**THE TASK**
Pull out every line of the data below word for word, leaving the pictures out.

**RECORDS PROVIDED**
---------------

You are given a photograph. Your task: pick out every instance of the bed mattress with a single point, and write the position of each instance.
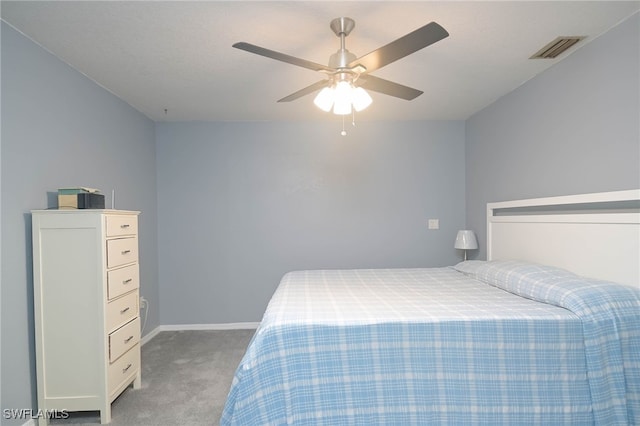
(451, 345)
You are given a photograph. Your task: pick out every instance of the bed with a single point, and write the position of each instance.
(522, 338)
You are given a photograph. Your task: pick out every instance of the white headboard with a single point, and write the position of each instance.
(594, 235)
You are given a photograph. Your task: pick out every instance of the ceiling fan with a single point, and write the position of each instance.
(347, 75)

---------------

**ANSWER IN FULL**
You are given a photograph. Your task: pick out every instance of the bed mattress with a single point, and write the position of each instance.
(451, 345)
You are given a photograph. Your task: pick out every instance of the bed with a single point, and write the position of each instance.
(522, 338)
You are given a photograph. Your task: pick out every instance of the white headboard with a single point, and write the position of each instance.
(594, 235)
You are given a photograph. Your task: pick out every instance of the ceiling fan with a single point, and write the position of each instance.
(347, 75)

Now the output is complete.